# Work to complete:
Rewrite the listing below, changing every "single point" to "single marker" and keeping all other text unchanged.

— begin Extracted data —

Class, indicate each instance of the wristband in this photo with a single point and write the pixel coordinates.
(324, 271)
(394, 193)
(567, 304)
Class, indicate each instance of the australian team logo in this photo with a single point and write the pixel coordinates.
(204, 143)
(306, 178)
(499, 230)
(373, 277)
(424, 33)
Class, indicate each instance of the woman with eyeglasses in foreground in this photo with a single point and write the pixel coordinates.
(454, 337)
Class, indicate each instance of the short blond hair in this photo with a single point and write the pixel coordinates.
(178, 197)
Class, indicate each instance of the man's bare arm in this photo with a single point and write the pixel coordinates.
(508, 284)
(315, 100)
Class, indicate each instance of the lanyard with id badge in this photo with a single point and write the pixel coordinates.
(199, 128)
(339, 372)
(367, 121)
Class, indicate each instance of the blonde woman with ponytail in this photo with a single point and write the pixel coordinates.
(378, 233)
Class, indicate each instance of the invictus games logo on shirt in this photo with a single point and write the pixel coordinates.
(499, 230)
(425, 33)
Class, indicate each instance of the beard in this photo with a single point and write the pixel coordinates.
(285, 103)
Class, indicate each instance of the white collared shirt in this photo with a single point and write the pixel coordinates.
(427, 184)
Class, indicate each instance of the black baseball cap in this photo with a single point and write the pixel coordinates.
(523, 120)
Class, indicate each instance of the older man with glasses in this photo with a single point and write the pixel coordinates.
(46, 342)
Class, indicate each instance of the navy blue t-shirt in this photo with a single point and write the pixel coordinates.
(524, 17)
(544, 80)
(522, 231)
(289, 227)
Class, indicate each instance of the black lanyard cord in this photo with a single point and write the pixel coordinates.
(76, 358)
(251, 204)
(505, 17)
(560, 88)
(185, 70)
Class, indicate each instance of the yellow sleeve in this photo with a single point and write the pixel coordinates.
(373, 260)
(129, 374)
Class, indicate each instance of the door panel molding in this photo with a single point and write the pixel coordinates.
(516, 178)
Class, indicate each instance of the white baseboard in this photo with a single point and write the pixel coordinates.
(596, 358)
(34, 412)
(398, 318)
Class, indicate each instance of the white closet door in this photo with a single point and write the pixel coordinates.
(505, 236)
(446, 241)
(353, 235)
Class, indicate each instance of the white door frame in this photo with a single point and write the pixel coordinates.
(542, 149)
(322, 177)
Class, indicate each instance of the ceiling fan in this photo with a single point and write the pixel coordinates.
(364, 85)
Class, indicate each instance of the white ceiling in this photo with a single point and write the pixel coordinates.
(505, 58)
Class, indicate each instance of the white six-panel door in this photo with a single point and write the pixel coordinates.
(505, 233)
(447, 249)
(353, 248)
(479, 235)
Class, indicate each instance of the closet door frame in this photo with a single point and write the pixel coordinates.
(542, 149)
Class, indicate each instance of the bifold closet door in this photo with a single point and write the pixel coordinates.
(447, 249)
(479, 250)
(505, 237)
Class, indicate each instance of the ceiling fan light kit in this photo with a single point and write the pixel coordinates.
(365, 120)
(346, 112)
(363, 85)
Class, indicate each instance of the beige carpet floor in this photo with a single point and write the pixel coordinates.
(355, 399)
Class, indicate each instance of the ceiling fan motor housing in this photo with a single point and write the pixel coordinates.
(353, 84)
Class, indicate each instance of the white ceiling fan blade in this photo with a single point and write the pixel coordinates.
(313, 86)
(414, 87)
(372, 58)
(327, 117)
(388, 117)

— end Extracted data —

# Solution for this task:
Class, indicate each instance of the wristband in this photo with a single marker and write the pixel coordinates.
(324, 271)
(394, 193)
(567, 304)
Class, indicate each instance of the australian team logo in this photo with a single marker and write the pixel coordinates.
(204, 143)
(306, 178)
(499, 230)
(373, 277)
(424, 33)
Class, indicate each instance of the woman with eyeglasses in foreground in this photo with a single marker and write the pixel coordinates.
(454, 337)
Class, indicate each instance of the short blond hair in this photo with a single marker and write the pixel coordinates.
(178, 197)
Class, indicate each instance of the man's bare arm in this photo with a single marker and write the pixel coordinates.
(508, 284)
(315, 100)
Class, indicate each instance of the lanyard with id badge in this photo with a single marker and write the pixel coordinates.
(199, 128)
(339, 372)
(367, 121)
Class, indicate each instance of the blonde woman with ponytail in this photo with a single marker and write the pixel coordinates.
(378, 233)
Class, indicate each instance of the invictus games logo on shirt in this photo with a single marker and write the pixel coordinates.
(499, 230)
(425, 33)
Class, indicate each instance of the beard in this photo with a single marker and write the pixel coordinates.
(285, 103)
Class, indicate each instance of the white collared shirt in this photo with a single marker and write the pixel coordinates.
(427, 184)
Class, indicate each instance of the black baseball cap in this photo with a single marker and write the pixel coordinates.
(523, 120)
Class, indicate each instance of the older man with glasses in this photo with a single marker and write the pixel coordinates.
(46, 342)
Class, indicate each instance of the navy blue t-shirt in this photo with a single marker and write the pixel coordinates.
(524, 17)
(544, 80)
(522, 231)
(289, 227)
Class, indicate each instance of the black lanyard cord in this photo with a single marker and write the pixel coordinates.
(76, 358)
(251, 204)
(505, 17)
(560, 88)
(185, 70)
Class, indicate each instance of the yellow sleeve in this photo with a single marker and write the pixel coordinates.
(373, 260)
(129, 374)
Class, indicate each instance of the door panel molding in this photo with a single marker and write the pixel coordinates.
(516, 178)
Class, indicate each instance of the white baseboard in this photo with a single marker and write the pixel coordinates.
(596, 358)
(34, 412)
(398, 318)
Class, indicate each instance of the white closet door in this photo with a single marker and write the pixel coordinates.
(505, 236)
(446, 241)
(353, 235)
Class, indicate each instance of the white door frame in this photo with a single marker and write the pixel coordinates.
(542, 149)
(322, 177)
Class, indicate each instance of the ceiling fan in this photo with a single marker and write the pixel coordinates.
(364, 85)
Class, indicate each instance of the white ceiling in this photo with a single marker and write the pixel coordinates.
(505, 58)
Class, indicate each instance of the white six-panel door in this photo with a single marker and write the pixel coordinates.
(505, 233)
(447, 249)
(353, 248)
(479, 235)
Class, indicate each instance of the closet door frame in this photo with a single marker and write the pixel coordinates.
(542, 149)
Class, indicate each instance of the bifold closet door in this photo with a single marker and write the pixel coordinates.
(447, 249)
(479, 250)
(505, 237)
Class, indicate each instance of the ceiling fan light kit in this photo with a single marker and write the pixel coordinates.
(365, 120)
(346, 112)
(363, 85)
Class, indicate each instance of the beige carpet floor in this photo with a single marker and write the pixel coordinates.
(355, 399)
Class, indicate each instance of the ceiling fan motor housing in this photo with a single marker and write the pixel coordinates.
(353, 84)
Class, indicate each instance of the white ceiling fan blade in this photo with a single marker and write the pixel coordinates.
(313, 86)
(414, 87)
(372, 58)
(327, 117)
(388, 117)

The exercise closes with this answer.